Quote the entries in full, character for character, without their images.

> **Task input**
##############################

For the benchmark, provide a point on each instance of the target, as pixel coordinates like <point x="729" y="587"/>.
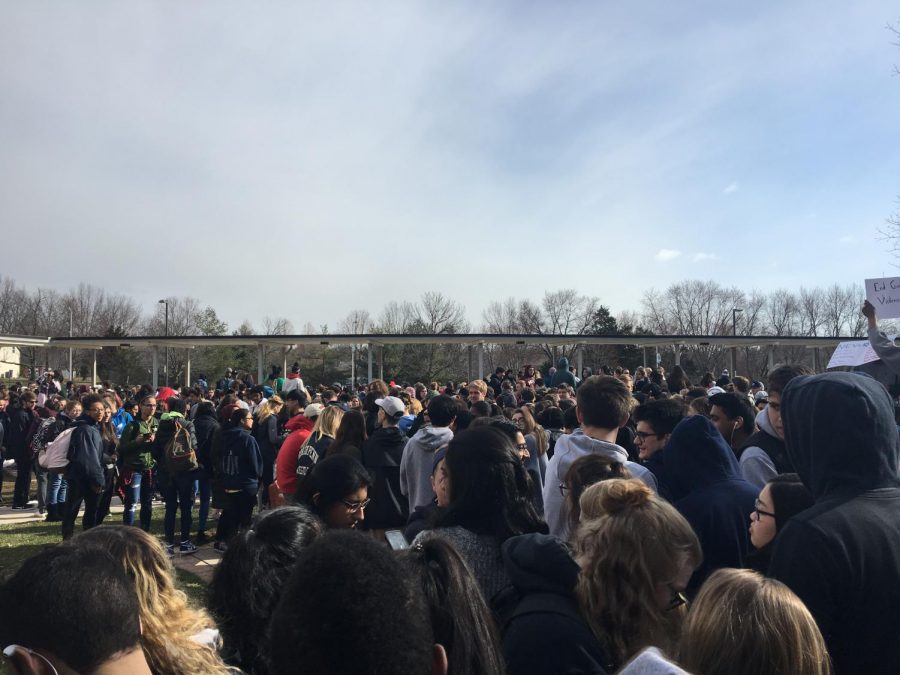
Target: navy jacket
<point x="703" y="480"/>
<point x="842" y="556"/>
<point x="241" y="460"/>
<point x="85" y="451"/>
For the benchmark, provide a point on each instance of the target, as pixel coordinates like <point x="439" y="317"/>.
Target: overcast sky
<point x="307" y="159"/>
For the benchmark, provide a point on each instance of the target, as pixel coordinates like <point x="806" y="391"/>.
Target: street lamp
<point x="166" y="367"/>
<point x="734" y="313"/>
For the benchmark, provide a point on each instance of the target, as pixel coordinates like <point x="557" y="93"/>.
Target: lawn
<point x="18" y="541"/>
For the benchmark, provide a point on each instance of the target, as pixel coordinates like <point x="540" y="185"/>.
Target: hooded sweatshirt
<point x="562" y="374"/>
<point x="569" y="448"/>
<point x="299" y="428"/>
<point x="703" y="480"/>
<point x="842" y="556"/>
<point x="417" y="461"/>
<point x="543" y="632"/>
<point x="762" y="457"/>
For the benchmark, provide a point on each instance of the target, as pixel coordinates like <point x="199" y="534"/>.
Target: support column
<point x="260" y="355"/>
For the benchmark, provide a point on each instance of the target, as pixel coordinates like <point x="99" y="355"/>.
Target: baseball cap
<point x="392" y="406"/>
<point x="313" y="410"/>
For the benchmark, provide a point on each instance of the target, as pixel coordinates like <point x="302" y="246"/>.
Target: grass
<point x="20" y="541"/>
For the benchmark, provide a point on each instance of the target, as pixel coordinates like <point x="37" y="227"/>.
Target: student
<point x="842" y="556"/>
<point x="249" y="579"/>
<point x="461" y="620"/>
<point x="604" y="406"/>
<point x="75" y="610"/>
<point x="176" y="637"/>
<point x="743" y="624"/>
<point x="350" y="606"/>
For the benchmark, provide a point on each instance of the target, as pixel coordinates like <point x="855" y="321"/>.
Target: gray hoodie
<point x="569" y="448"/>
<point x="416" y="464"/>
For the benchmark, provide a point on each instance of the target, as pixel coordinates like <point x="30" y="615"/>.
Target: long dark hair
<point x="460" y="617"/>
<point x="248" y="581"/>
<point x="332" y="478"/>
<point x="489" y="490"/>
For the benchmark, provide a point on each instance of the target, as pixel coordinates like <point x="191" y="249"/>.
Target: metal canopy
<point x="471" y="339"/>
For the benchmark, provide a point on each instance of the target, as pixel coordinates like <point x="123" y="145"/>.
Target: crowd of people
<point x="573" y="523"/>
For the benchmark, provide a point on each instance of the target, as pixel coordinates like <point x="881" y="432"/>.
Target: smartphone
<point x="396" y="540"/>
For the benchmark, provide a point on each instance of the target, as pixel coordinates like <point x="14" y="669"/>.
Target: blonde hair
<point x="629" y="544"/>
<point x="326" y="424"/>
<point x="167" y="619"/>
<point x="268" y="409"/>
<point x="743" y="622"/>
<point x="531" y="426"/>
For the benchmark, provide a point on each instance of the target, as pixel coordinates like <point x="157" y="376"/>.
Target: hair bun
<point x="619" y="494"/>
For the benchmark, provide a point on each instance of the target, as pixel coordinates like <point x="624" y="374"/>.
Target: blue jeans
<point x="178" y="492"/>
<point x="56" y="488"/>
<point x="204" y="487"/>
<point x="139" y="492"/>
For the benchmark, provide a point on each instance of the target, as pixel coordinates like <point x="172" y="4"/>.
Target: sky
<point x="306" y="159"/>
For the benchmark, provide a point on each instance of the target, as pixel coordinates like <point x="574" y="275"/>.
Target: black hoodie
<point x="701" y="477"/>
<point x="842" y="556"/>
<point x="543" y="631"/>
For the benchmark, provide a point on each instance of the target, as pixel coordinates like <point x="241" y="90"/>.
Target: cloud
<point x="666" y="254"/>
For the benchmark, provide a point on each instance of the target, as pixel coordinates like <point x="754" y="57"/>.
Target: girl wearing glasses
<point x="337" y="491"/>
<point x="781" y="498"/>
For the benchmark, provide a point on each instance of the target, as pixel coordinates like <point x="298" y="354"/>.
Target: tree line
<point x="690" y="307"/>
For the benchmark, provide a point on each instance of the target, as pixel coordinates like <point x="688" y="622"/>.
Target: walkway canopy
<point x="474" y="341"/>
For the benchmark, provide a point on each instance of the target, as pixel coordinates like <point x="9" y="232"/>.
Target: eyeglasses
<point x="353" y="507"/>
<point x="760" y="513"/>
<point x="678" y="599"/>
<point x="10" y="650"/>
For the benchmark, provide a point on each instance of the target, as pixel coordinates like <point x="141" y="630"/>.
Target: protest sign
<point x="853" y="353"/>
<point x="884" y="294"/>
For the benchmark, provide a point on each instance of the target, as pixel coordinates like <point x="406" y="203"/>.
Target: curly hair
<point x="630" y="544"/>
<point x="167" y="619"/>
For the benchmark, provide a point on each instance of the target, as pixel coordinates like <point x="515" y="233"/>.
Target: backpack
<point x="180" y="455"/>
<point x="55" y="457"/>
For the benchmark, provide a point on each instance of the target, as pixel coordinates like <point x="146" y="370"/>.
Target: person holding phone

##############################

> **Written solution**
For the benchmark, provide a point on each instance of the target, as pixel coordinates like <point x="729" y="587"/>.
Target: navy jacket
<point x="703" y="480"/>
<point x="842" y="556"/>
<point x="241" y="460"/>
<point x="85" y="451"/>
For the benchmark, provide a point on each instance of the target, as pixel coordinates like <point x="439" y="317"/>.
Target: overcast sky
<point x="307" y="159"/>
For the benchmark, provide a point on each instance of the target, as pixel coordinates like <point x="806" y="391"/>.
Target: street lamp
<point x="166" y="367"/>
<point x="734" y="313"/>
For the benchmark, provide a point on each instance of the target, as pixel coordinates like <point x="557" y="93"/>.
Target: lawn
<point x="18" y="541"/>
For the benchmark, provide a point on each instance of the target, as pixel coordinates like <point x="540" y="185"/>.
Target: hooded sweatshirt
<point x="562" y="374"/>
<point x="569" y="448"/>
<point x="299" y="428"/>
<point x="703" y="480"/>
<point x="842" y="556"/>
<point x="417" y="461"/>
<point x="543" y="632"/>
<point x="762" y="457"/>
For the benchmark, provide a point on each instance of the target, as pixel coordinates like <point x="199" y="534"/>.
Target: support column
<point x="260" y="355"/>
For the benchmark, provide a point on each instance of the target, as pixel coordinates like <point x="99" y="355"/>.
Target: baseball cap
<point x="392" y="406"/>
<point x="313" y="410"/>
For the benchmark, provide a point on each instance of the target, as pixel coordinates like <point x="302" y="246"/>.
Target: grass
<point x="20" y="541"/>
For the benchmark, provide a point on each instance of the target, as pixel coordinates like <point x="37" y="227"/>.
Target: student
<point x="842" y="556"/>
<point x="249" y="579"/>
<point x="461" y="620"/>
<point x="604" y="406"/>
<point x="75" y="610"/>
<point x="176" y="637"/>
<point x="743" y="624"/>
<point x="350" y="606"/>
For the benchmark, provide a point on each instance of the target, as pixel coordinates like <point x="855" y="321"/>.
Target: gray hoodie
<point x="569" y="448"/>
<point x="416" y="464"/>
For the benchmark, provide a point on each instance of the target, as pixel coordinates like <point x="30" y="615"/>.
Target: long dark hair
<point x="460" y="617"/>
<point x="248" y="581"/>
<point x="332" y="478"/>
<point x="489" y="490"/>
For the benchmark, provide a point on each instance of the target, as pixel coordinates like <point x="191" y="249"/>.
Target: metal canopy
<point x="471" y="339"/>
For the benchmark, provide a point on each instance of the target, as pixel coordinates like <point x="123" y="145"/>.
Target: crowd of people
<point x="573" y="523"/>
For the benchmark, provide a point on each instance of the target, as pixel coordinates like <point x="881" y="432"/>.
Target: smartphone
<point x="396" y="540"/>
For the benchmark, provide a point on each instance of the target, as pixel coordinates like <point x="14" y="669"/>.
Target: blonde hair
<point x="629" y="544"/>
<point x="326" y="424"/>
<point x="167" y="619"/>
<point x="268" y="409"/>
<point x="743" y="622"/>
<point x="531" y="426"/>
For the benchmark, provide a point on each instance of the target, as pixel coordinates like <point x="157" y="376"/>.
Target: hair bun
<point x="619" y="494"/>
For the benchmark, provide a point on each instance of the target, as pixel coordinates like <point x="624" y="374"/>.
Target: blue jeans
<point x="178" y="492"/>
<point x="56" y="488"/>
<point x="204" y="487"/>
<point x="139" y="492"/>
For the benchmark, provide a point on each instance of the target, as pixel coordinates like <point x="172" y="4"/>.
Target: sky
<point x="306" y="159"/>
For the benchmark, provide a point on each instance of the target, as pixel coordinates like <point x="574" y="275"/>.
Target: black hoodie
<point x="701" y="477"/>
<point x="842" y="556"/>
<point x="543" y="631"/>
For the benchmark, provide a point on each instance of the target, as pixel coordinates like <point x="241" y="90"/>.
Target: cloud
<point x="666" y="254"/>
For the benchmark, provide a point on each instance of the target, as pixel coordinates like <point x="754" y="57"/>.
Target: girl wearing glasses
<point x="337" y="491"/>
<point x="781" y="498"/>
For the benchmark, provide a point on each instance of the target, as pixel coordinates like <point x="298" y="354"/>.
Target: tree line
<point x="690" y="307"/>
For the benchmark, provide a point on each instance of the target, as pixel coordinates like <point x="688" y="622"/>.
Target: walkway canopy
<point x="474" y="341"/>
For the benchmark, provide a point on each instance of the target, as pixel coordinates like <point x="9" y="232"/>.
Target: eyeglasses
<point x="353" y="507"/>
<point x="760" y="513"/>
<point x="678" y="599"/>
<point x="10" y="650"/>
For the benchmark, provide a point on each instance of the target, as pixel coordinates like <point x="141" y="630"/>.
Target: protest sign
<point x="853" y="353"/>
<point x="884" y="294"/>
For the benchmark, provide a point on each instance of the target, as pixel coordinates like <point x="406" y="203"/>.
Target: curly hair
<point x="630" y="544"/>
<point x="167" y="619"/>
For the benchmark, provide a point on each instance of the target, as pixel coordinates like <point x="515" y="233"/>.
Target: backpack
<point x="180" y="455"/>
<point x="55" y="457"/>
For the benchmark, provide a point on each instance of the target, as pixel coordinates like <point x="146" y="370"/>.
Target: person holding phone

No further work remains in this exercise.